• **DIRECTIONS FOR THIS TASK**:
Your task is to copy all of the entries exactly as they are given.

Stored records
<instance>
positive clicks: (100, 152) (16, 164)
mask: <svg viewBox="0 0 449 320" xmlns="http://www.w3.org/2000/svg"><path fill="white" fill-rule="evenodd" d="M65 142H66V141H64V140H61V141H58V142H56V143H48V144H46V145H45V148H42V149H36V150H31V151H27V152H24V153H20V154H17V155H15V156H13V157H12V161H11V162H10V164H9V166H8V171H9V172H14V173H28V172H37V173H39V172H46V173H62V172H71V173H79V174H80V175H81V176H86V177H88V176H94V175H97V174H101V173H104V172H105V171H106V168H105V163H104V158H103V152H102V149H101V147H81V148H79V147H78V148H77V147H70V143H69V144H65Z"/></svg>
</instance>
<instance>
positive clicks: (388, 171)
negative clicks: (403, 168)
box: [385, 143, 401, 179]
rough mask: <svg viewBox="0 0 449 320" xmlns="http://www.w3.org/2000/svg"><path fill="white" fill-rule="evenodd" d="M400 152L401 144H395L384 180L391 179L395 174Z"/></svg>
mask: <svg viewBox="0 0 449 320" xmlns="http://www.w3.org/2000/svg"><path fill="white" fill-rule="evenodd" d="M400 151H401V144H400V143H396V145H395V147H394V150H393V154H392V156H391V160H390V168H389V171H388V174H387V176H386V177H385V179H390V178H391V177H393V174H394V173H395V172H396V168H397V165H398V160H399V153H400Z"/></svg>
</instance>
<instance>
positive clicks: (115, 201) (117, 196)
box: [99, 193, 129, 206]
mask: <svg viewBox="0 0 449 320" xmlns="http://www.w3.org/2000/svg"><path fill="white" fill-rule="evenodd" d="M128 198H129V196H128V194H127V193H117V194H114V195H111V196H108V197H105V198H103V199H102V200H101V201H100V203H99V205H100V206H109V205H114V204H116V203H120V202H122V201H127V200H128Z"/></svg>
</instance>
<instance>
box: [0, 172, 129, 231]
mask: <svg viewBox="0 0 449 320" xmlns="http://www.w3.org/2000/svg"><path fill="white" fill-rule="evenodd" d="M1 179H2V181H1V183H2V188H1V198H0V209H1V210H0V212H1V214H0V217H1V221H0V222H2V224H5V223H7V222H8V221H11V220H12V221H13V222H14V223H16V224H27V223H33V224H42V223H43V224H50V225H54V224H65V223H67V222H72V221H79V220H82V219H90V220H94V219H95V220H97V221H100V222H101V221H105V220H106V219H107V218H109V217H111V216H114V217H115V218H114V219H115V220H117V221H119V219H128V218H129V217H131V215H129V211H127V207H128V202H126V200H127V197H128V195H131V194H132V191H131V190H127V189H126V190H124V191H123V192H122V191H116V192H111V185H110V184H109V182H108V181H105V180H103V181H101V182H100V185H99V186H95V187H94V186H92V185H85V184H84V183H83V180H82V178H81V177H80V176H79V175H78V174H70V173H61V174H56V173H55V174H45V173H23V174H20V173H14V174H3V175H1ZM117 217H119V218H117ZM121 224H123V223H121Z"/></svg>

• **EXPECTED ANSWER**:
<instance>
positive clicks: (100, 152) (16, 164)
mask: <svg viewBox="0 0 449 320" xmlns="http://www.w3.org/2000/svg"><path fill="white" fill-rule="evenodd" d="M65 142H66V141H64V140H61V141H58V142H56V143H48V144H46V145H45V148H42V149H36V150H31V151H27V152H24V153H20V154H17V155H15V156H13V157H12V161H11V162H10V164H9V166H8V171H9V172H14V173H28V172H37V173H39V172H46V173H62V172H71V173H79V174H80V175H81V176H86V177H88V176H94V175H97V174H101V173H104V172H105V171H106V168H105V163H104V158H103V152H102V149H101V147H81V148H79V147H78V148H77V147H70V143H69V144H65Z"/></svg>
</instance>
<instance>
positive clicks: (388, 171)
negative clicks: (403, 168)
box: [385, 143, 401, 179]
rough mask: <svg viewBox="0 0 449 320" xmlns="http://www.w3.org/2000/svg"><path fill="white" fill-rule="evenodd" d="M400 152L401 144H395L384 180L391 179L395 174Z"/></svg>
mask: <svg viewBox="0 0 449 320" xmlns="http://www.w3.org/2000/svg"><path fill="white" fill-rule="evenodd" d="M400 151H401V144H400V143H396V145H395V147H394V150H393V154H392V156H391V160H390V168H389V171H388V174H387V176H386V177H385V179H390V178H391V177H393V174H394V173H395V172H396V168H397V165H398V160H399V153H400Z"/></svg>
</instance>
<instance>
positive clicks: (115, 201) (117, 196)
box: [99, 193, 129, 206]
mask: <svg viewBox="0 0 449 320" xmlns="http://www.w3.org/2000/svg"><path fill="white" fill-rule="evenodd" d="M128 198H129V196H128V194H127V193H117V194H114V195H111V196H108V197H105V198H103V199H102V200H101V201H100V203H99V205H100V206H109V205H114V204H116V203H120V202H122V201H127V200H128Z"/></svg>
</instance>
<instance>
box: [0, 172, 129, 231]
mask: <svg viewBox="0 0 449 320" xmlns="http://www.w3.org/2000/svg"><path fill="white" fill-rule="evenodd" d="M1 179H2V181H1V183H2V188H1V198H0V209H1V210H0V212H1V214H0V217H1V221H0V222H2V224H5V223H7V222H8V221H11V220H12V221H13V222H14V223H16V224H27V223H33V224H42V223H43V224H50V225H54V224H65V223H67V222H72V221H79V220H82V219H90V220H94V219H95V220H97V221H100V222H101V221H105V220H106V219H107V218H109V217H111V216H114V217H115V218H114V219H115V220H117V221H119V219H128V218H129V217H131V215H129V211H127V207H128V202H126V200H127V197H128V195H131V194H132V191H131V190H127V189H126V190H124V191H123V192H122V191H116V192H111V185H110V184H109V182H108V181H105V180H103V181H101V182H100V185H99V186H95V187H94V186H92V185H85V184H84V183H83V180H82V178H81V177H80V176H79V175H78V174H70V173H61V174H56V173H55V174H45V173H23V174H20V173H14V174H3V175H1ZM117 217H119V218H117ZM121 224H123V223H121Z"/></svg>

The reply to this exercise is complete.